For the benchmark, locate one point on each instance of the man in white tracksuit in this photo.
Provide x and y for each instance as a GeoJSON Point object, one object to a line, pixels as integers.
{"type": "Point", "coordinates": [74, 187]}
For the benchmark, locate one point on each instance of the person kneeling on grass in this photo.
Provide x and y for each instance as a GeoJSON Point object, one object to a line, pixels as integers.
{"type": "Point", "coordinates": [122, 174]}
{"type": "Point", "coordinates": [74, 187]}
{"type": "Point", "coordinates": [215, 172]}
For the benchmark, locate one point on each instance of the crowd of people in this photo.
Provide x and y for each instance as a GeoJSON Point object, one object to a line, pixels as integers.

════════

Problem to work on: Put the lines from the one containing "grass in this photo." through the last line into a Markdown table with the columns Row and Text. Skip any blank lines.

Task result:
| Row | Text |
|---|---|
| 1 | For the benchmark, locate one point on each instance of the person kneeling on grass in this photo. |
| 2 | Provide x and y for each instance as a GeoJSON Point object, one object to a line, pixels as integers. |
| 3 | {"type": "Point", "coordinates": [122, 174]} |
| 4 | {"type": "Point", "coordinates": [74, 187]} |
| 5 | {"type": "Point", "coordinates": [215, 172]} |
| 6 | For the benchmark, locate one point on each instance of the crowd of people in this photo. |
| 7 | Provide x and y for each instance as a GeoJSON Point object, one object to a line, pixels as integers. |